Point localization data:
────

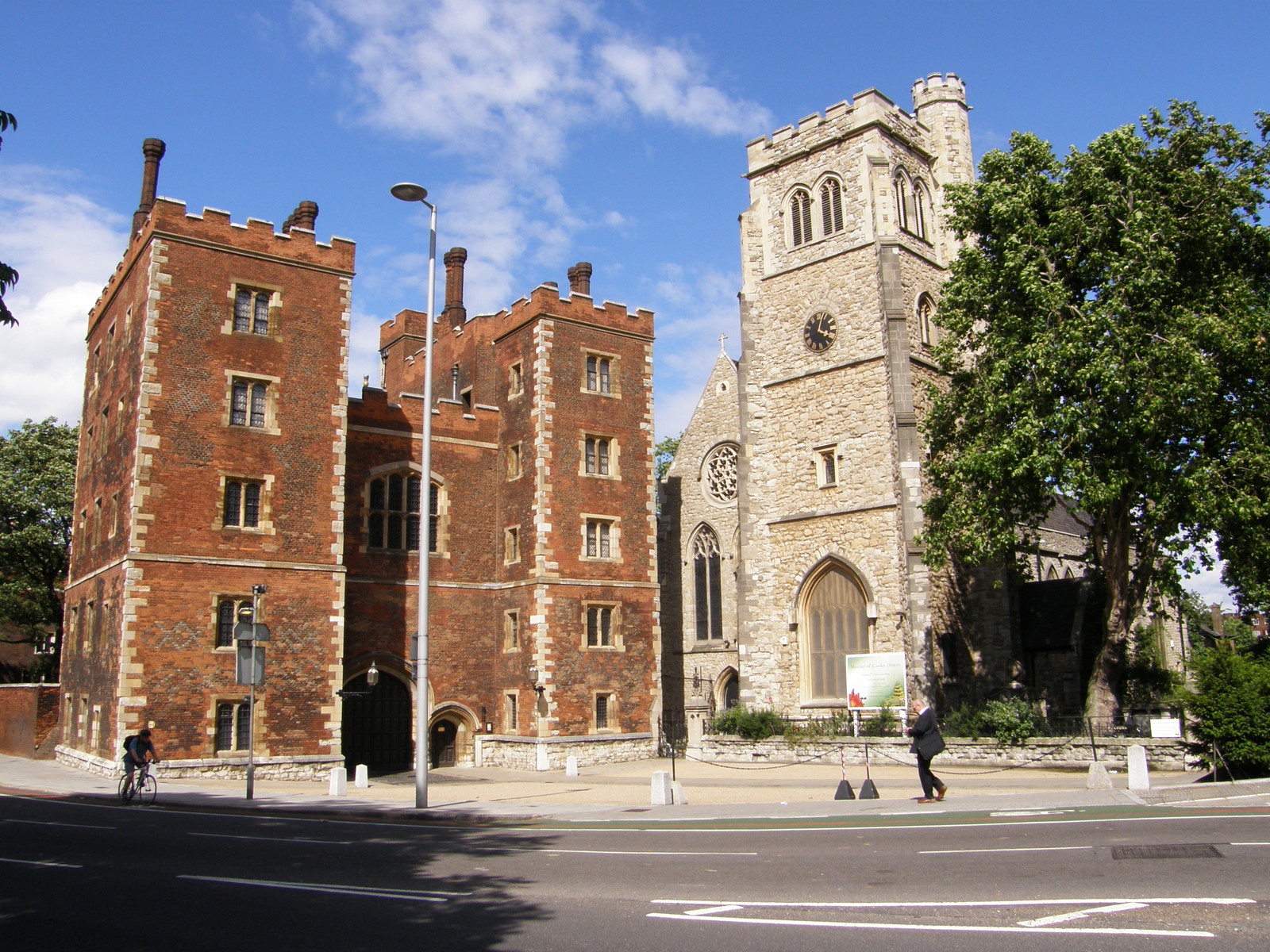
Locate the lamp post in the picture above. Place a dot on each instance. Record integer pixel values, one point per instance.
(410, 192)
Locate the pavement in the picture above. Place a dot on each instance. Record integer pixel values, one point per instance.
(622, 793)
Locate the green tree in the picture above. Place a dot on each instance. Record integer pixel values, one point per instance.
(1231, 704)
(664, 455)
(37, 501)
(8, 276)
(1108, 327)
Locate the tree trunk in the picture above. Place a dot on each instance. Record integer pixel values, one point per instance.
(1102, 701)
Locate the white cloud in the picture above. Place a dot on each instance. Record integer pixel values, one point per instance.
(694, 308)
(505, 84)
(64, 245)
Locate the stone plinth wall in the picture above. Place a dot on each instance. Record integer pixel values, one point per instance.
(552, 753)
(267, 768)
(1047, 753)
(29, 714)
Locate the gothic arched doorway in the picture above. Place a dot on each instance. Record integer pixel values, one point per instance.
(378, 725)
(835, 624)
(444, 743)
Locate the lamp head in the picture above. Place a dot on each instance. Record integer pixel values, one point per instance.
(410, 192)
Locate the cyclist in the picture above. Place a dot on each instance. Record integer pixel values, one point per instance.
(139, 750)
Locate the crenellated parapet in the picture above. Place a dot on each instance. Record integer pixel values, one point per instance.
(168, 220)
(841, 121)
(545, 300)
(939, 88)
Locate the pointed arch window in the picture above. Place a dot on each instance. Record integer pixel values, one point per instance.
(926, 321)
(902, 194)
(835, 625)
(920, 207)
(393, 513)
(800, 217)
(706, 585)
(831, 207)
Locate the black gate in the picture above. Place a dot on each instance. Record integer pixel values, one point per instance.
(378, 725)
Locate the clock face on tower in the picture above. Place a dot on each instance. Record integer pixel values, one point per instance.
(819, 332)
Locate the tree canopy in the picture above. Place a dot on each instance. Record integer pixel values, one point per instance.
(1108, 332)
(37, 501)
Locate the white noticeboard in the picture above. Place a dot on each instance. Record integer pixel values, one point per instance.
(876, 681)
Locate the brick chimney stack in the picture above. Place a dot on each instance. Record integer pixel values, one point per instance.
(304, 217)
(455, 311)
(579, 278)
(152, 149)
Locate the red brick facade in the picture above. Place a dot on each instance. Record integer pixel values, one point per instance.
(220, 451)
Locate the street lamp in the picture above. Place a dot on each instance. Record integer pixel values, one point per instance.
(410, 192)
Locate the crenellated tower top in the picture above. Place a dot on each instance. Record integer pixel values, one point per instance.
(939, 88)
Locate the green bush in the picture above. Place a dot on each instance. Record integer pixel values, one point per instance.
(1231, 706)
(838, 725)
(1013, 720)
(884, 724)
(964, 721)
(756, 724)
(1147, 681)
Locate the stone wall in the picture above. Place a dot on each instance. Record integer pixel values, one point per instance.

────

PROBLEM TO SOLVE: Make an exact copy of the records, pictures excluded.

SOLUTION FOR THIS EXERCISE:
Locate the lamp post in the picture above. Place a dot on each instance. Record integer pixel values, one point per instance.
(410, 192)
Locate the pavement in the picture above. Place a dot on each instance. Record integer pixel values, one point per instance.
(622, 793)
Locate the green tree in the picture above. Place a dot on each instance. Record integer pixel values, one point per instance.
(1231, 704)
(664, 455)
(37, 501)
(8, 276)
(1108, 327)
Locate the tree trunk in the picture above. Place a dot on each instance. Record integer pixel values, one point per instance.
(1102, 701)
Locate the white cloud in the picture above. Place a dot on each instance. Record integer pixel values, one point per instance.
(694, 308)
(505, 84)
(64, 245)
Locate the stone plinth wall in the picture above. Place a dot on each instance. Record integer pixel values, one point per instance.
(552, 753)
(267, 768)
(1047, 753)
(29, 714)
Locate the gothic arched doorway in the picture above. Place a dot on each instance. Record integer pixel values, one point per instance.
(378, 725)
(835, 624)
(444, 743)
Locate the lamp head in the picture above. Place a dot on each instance. Record integer pixel values, one point per instance.
(410, 192)
Locate the cyclist in the picture above. Place a dot on each instance. Record integer pixel values, one point per instance.
(139, 750)
Locate the crenellated parapet in the picture above. Place a dot on each instance. Record integer pixel values, one point per instance.
(168, 220)
(841, 121)
(545, 300)
(939, 88)
Locate the pointed arch window in the picture above. Place a dot on each instance. Record integer pixel values, one point per instance.
(926, 321)
(902, 194)
(835, 625)
(920, 207)
(393, 513)
(800, 217)
(706, 585)
(831, 207)
Locate the black gate in the picture above. Place a dot on each instance. Record integer pixel values, one point per instance.
(378, 725)
Locate the clock face on tower in the picture above. Place a dot on each instance. Record integer pixel values, one point per instance.
(819, 332)
Locate the tree canopy in the picture above. Place a dot on each instance. Record integer pixel values, one point per instance.
(1108, 332)
(37, 501)
Locate the white noticeboard in the picture above. Place a dot on each instance. Record integer pixel values, one point per instance.
(876, 681)
Locate the brick chimney stack in the picture above. Place a dot on each instance. Record integer pixel values, one point per instance.
(304, 217)
(455, 311)
(579, 278)
(152, 149)
Locate the red brick facade in the picture above. Place a dot on each instance. Record integer pixel values, one point per instance.
(220, 451)
Locate the street lamp in the picture above. Place a dot on each instance. Record integer pixel values, one point per instance.
(410, 192)
Locate the crenellated tower top in the picture above. Place a dot on each instance. Record integer pixel values, one point per instance.
(939, 88)
Locate the green bush in the picture above. Place a dot on each instance. Record integer pixel values, one point per instance.
(1231, 706)
(838, 725)
(1013, 720)
(884, 724)
(964, 721)
(756, 724)
(1147, 681)
Locate the stone wall in the picture above. Place a dot on each instance. Record integer pixel values, one point per instance.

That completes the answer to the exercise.